▸ OBJECTIVE: Pick out each line in the records below that contains the string "pool", and copy those lines.

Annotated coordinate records
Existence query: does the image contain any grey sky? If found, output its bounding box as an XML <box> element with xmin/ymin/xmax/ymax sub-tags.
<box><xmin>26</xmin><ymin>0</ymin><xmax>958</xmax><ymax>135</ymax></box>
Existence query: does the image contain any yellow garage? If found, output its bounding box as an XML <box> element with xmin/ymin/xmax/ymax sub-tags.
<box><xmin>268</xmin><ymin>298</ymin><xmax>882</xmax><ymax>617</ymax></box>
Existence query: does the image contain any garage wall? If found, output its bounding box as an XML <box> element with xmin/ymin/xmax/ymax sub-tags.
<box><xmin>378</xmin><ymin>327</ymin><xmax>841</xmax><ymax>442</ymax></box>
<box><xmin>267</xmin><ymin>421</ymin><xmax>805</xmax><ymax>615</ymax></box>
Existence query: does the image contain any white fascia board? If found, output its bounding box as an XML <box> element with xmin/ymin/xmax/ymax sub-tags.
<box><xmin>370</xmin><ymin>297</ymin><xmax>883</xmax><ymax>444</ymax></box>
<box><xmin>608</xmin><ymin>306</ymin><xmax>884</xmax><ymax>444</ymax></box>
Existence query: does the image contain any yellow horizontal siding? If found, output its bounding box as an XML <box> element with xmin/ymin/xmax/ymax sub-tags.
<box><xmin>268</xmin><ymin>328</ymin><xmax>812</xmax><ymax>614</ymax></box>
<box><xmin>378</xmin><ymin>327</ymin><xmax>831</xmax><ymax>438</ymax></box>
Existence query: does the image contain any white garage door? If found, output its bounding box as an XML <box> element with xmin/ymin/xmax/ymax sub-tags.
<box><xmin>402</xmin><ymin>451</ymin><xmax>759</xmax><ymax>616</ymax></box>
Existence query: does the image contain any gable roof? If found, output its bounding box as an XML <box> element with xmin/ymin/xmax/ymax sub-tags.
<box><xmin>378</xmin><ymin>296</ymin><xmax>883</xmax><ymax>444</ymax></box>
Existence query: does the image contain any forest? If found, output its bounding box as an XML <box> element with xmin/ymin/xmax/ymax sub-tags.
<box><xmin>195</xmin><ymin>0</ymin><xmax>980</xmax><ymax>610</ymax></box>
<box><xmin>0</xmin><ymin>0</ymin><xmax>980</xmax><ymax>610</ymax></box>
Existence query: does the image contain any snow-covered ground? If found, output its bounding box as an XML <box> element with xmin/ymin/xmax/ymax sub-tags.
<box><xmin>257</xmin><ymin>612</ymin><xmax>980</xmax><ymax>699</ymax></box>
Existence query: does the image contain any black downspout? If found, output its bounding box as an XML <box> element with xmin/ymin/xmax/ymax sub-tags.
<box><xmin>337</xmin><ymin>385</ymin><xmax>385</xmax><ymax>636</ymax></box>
--
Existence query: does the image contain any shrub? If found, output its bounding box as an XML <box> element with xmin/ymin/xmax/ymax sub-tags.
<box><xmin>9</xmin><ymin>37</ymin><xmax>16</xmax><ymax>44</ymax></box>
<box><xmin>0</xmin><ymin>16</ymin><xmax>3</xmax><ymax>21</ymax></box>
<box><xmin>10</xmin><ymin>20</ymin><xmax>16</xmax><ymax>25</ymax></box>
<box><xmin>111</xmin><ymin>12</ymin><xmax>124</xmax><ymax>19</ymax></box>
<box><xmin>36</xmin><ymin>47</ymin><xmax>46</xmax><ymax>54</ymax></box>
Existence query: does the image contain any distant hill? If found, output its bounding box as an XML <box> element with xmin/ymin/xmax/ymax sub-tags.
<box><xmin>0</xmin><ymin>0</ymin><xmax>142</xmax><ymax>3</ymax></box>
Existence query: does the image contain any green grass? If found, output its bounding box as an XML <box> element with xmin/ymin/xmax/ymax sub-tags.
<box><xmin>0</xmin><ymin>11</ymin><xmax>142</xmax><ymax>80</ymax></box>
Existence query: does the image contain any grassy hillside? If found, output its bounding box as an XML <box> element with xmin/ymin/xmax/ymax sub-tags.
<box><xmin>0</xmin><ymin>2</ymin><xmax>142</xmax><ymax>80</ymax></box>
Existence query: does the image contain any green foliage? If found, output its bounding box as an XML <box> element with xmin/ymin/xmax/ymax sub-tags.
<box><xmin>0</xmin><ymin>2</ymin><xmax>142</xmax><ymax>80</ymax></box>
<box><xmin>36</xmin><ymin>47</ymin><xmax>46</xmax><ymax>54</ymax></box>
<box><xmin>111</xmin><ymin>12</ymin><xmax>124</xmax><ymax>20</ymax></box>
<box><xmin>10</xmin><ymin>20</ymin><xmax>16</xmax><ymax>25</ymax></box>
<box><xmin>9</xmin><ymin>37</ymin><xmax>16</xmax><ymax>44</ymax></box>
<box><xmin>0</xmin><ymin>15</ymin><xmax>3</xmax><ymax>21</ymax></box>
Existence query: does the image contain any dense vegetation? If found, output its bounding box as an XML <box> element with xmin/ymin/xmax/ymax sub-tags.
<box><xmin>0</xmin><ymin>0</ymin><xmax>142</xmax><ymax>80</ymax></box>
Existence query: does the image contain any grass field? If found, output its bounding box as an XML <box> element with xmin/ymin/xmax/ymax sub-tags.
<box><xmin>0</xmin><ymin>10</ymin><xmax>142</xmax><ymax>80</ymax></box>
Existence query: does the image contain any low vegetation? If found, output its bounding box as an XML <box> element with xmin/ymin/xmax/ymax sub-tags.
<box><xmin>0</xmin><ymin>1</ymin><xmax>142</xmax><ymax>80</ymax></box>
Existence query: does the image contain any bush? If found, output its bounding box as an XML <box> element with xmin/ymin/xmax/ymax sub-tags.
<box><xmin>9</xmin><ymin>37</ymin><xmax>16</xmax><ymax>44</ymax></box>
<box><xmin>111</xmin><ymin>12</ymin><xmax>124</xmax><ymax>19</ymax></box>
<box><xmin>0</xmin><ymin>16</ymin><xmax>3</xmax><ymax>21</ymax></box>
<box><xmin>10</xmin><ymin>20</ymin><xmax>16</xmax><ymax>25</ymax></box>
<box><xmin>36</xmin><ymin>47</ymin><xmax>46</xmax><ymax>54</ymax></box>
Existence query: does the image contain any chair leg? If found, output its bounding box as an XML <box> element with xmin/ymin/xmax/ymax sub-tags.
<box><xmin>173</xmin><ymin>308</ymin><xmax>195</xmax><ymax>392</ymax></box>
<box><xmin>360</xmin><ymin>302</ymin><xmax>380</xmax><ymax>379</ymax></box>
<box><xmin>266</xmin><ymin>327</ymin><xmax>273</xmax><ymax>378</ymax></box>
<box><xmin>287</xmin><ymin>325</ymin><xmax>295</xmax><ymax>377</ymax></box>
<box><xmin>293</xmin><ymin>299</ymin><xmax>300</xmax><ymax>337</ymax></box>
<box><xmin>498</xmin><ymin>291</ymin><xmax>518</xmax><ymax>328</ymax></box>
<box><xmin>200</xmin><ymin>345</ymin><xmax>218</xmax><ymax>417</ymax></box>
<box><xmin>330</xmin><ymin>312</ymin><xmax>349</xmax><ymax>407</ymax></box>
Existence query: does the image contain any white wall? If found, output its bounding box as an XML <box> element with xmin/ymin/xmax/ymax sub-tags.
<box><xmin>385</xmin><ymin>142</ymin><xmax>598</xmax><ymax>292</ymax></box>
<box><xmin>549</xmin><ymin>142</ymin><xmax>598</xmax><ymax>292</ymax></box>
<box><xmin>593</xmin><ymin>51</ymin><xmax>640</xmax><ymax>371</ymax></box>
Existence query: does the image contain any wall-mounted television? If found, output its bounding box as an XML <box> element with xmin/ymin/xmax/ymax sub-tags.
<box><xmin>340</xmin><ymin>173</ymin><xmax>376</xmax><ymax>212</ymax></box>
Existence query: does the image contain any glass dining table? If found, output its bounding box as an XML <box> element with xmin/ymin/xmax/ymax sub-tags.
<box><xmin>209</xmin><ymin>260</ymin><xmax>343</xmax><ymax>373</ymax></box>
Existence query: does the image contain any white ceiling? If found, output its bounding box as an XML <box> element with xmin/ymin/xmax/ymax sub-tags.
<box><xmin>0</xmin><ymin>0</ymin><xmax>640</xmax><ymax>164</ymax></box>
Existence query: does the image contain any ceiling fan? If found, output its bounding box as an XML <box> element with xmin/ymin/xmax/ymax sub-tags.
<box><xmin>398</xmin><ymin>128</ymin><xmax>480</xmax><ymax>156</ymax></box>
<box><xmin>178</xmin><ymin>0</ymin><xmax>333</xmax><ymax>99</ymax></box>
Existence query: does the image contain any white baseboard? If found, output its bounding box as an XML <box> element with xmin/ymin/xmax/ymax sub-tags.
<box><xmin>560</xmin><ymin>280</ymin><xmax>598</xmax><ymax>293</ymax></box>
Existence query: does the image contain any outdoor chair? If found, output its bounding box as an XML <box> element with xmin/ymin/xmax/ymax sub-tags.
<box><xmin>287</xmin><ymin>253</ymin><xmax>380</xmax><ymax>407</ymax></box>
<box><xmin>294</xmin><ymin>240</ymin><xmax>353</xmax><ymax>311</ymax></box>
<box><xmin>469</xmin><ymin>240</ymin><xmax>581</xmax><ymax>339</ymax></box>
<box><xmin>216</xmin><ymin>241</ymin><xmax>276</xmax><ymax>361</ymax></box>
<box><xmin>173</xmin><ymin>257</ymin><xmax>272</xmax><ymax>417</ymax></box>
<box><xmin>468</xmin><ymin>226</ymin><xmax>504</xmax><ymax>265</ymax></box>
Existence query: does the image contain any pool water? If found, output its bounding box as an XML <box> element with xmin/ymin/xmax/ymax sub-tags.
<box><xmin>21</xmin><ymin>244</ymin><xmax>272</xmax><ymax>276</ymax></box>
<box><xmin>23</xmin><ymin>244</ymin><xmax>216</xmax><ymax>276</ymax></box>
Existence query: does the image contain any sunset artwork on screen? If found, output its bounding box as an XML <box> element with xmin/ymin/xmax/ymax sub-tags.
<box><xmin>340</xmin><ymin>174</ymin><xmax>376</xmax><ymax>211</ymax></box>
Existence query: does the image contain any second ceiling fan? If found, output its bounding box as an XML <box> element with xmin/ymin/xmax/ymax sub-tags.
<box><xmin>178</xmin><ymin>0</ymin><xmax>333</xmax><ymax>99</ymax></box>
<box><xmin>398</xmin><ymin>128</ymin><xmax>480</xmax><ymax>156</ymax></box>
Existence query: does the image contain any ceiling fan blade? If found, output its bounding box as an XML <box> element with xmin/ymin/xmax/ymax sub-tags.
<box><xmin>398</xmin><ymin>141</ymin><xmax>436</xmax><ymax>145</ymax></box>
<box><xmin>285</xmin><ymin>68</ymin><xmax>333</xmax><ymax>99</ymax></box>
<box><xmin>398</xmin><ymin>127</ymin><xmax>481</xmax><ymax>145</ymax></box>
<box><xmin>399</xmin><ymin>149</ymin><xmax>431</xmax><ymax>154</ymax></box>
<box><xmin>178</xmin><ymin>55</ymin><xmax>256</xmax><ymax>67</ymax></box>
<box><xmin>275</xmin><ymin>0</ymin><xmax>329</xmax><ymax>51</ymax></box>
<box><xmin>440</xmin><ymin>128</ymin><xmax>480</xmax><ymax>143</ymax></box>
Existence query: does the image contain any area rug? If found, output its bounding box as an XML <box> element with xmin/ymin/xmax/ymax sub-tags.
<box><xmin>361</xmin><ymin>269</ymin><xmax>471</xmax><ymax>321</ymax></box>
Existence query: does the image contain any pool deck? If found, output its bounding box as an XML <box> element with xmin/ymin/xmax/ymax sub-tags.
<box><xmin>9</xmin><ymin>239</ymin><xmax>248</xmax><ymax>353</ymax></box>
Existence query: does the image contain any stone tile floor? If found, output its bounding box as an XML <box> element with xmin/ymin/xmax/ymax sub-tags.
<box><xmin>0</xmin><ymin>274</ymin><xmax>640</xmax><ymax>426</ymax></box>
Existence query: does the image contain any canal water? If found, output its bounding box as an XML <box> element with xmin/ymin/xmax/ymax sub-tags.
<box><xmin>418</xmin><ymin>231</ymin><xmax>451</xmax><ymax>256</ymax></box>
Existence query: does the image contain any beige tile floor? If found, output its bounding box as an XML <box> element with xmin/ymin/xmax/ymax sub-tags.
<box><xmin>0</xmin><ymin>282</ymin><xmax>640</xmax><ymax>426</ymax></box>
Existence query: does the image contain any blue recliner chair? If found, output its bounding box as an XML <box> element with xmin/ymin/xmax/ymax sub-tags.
* * *
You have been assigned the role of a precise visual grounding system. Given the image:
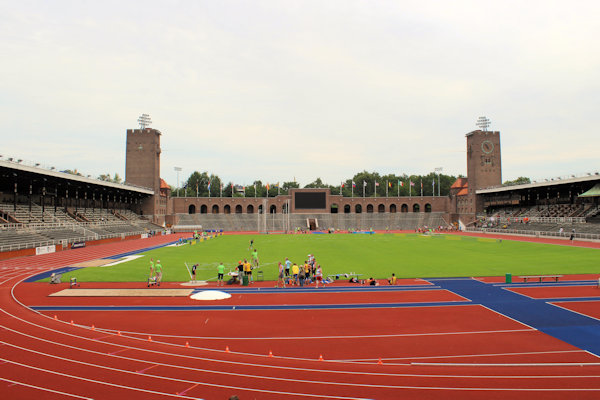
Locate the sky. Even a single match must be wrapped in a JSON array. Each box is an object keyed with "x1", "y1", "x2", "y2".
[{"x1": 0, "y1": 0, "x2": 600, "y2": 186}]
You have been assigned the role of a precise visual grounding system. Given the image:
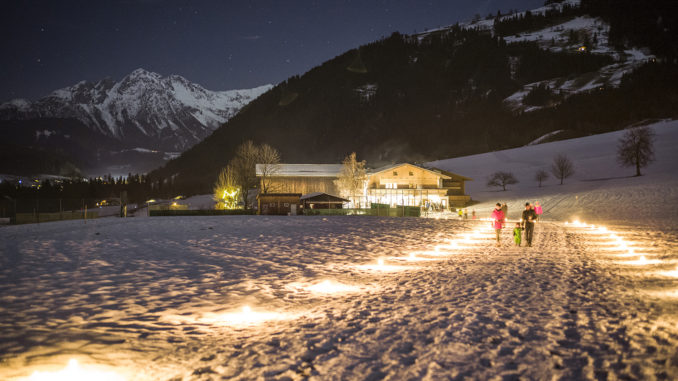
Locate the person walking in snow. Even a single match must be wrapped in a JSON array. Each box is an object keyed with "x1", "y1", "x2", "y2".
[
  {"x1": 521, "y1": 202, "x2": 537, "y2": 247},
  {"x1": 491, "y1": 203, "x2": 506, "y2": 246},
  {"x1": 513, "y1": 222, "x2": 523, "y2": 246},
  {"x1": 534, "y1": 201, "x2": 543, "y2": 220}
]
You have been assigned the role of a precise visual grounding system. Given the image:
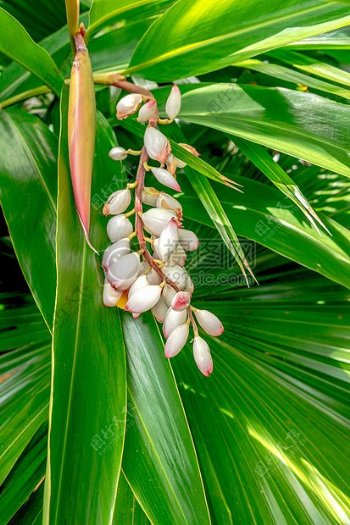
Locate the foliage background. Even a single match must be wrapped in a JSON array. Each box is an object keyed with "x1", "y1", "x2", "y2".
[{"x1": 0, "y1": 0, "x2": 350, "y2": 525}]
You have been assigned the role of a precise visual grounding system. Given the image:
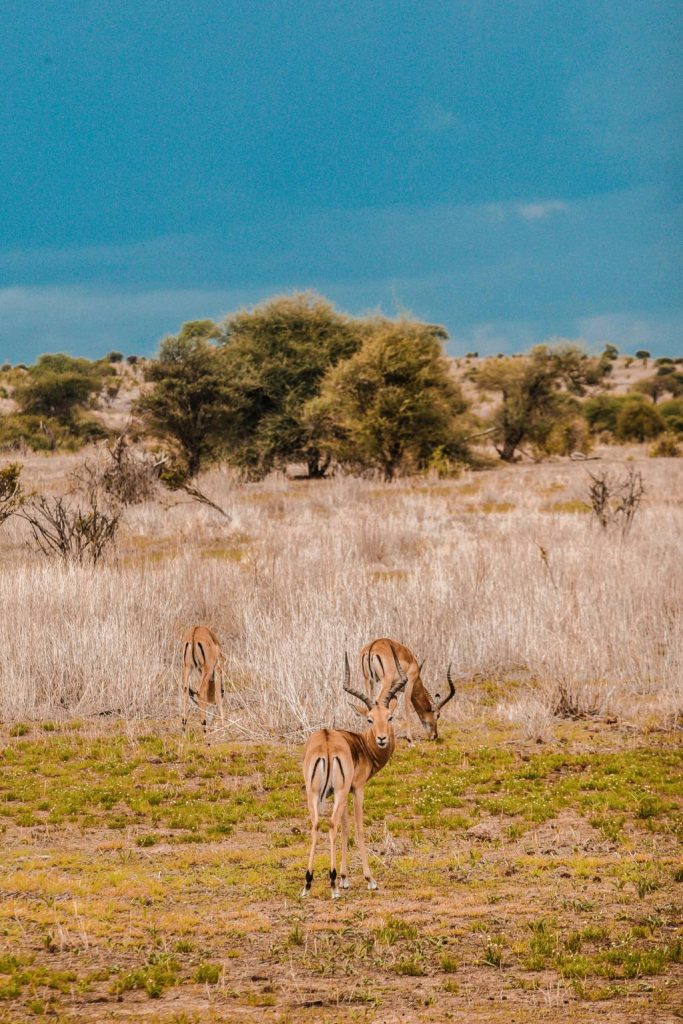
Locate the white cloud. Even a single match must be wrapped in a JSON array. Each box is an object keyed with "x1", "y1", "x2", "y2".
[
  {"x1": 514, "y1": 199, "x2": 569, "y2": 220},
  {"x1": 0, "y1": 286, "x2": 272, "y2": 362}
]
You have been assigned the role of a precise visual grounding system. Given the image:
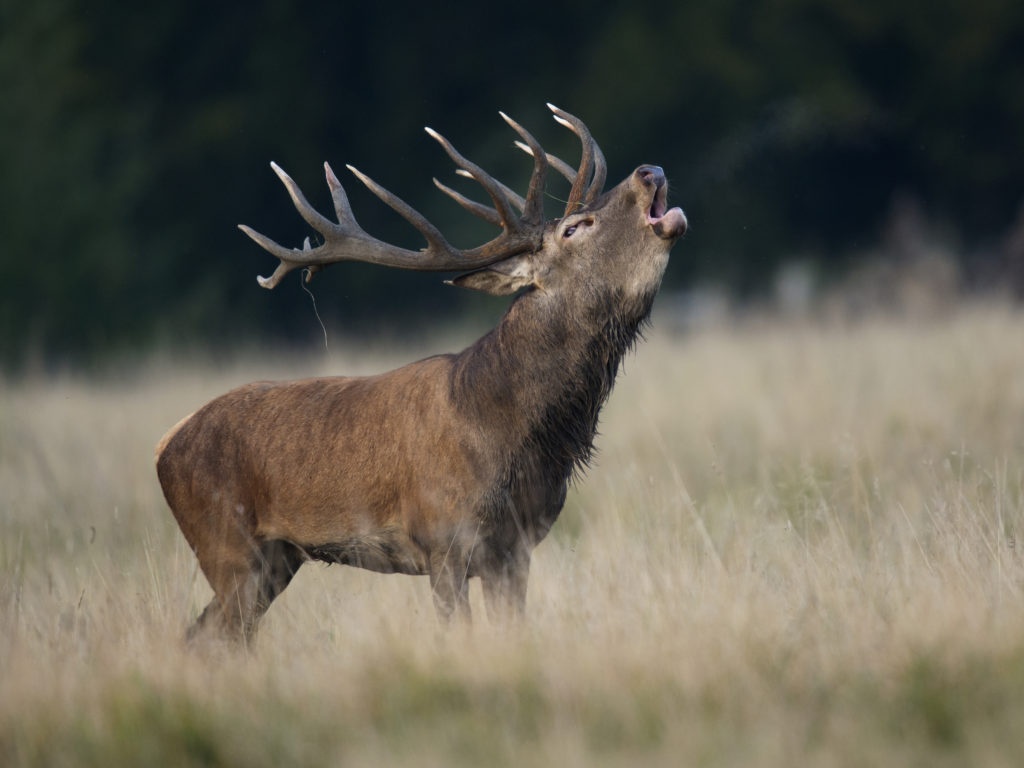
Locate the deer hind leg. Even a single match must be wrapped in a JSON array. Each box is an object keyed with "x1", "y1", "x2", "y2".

▸ SOLUTION TO THE EXERCISE:
Existence query: does the image contain any pool water? If found, output its bounding box as an XML <box> element with xmin/ymin/xmax/ymax sub-tags.
Existence query: does the image contain any pool deck? If found, output its bounding box as an XML <box> element with xmin/ymin/xmax/ymax sub-tags.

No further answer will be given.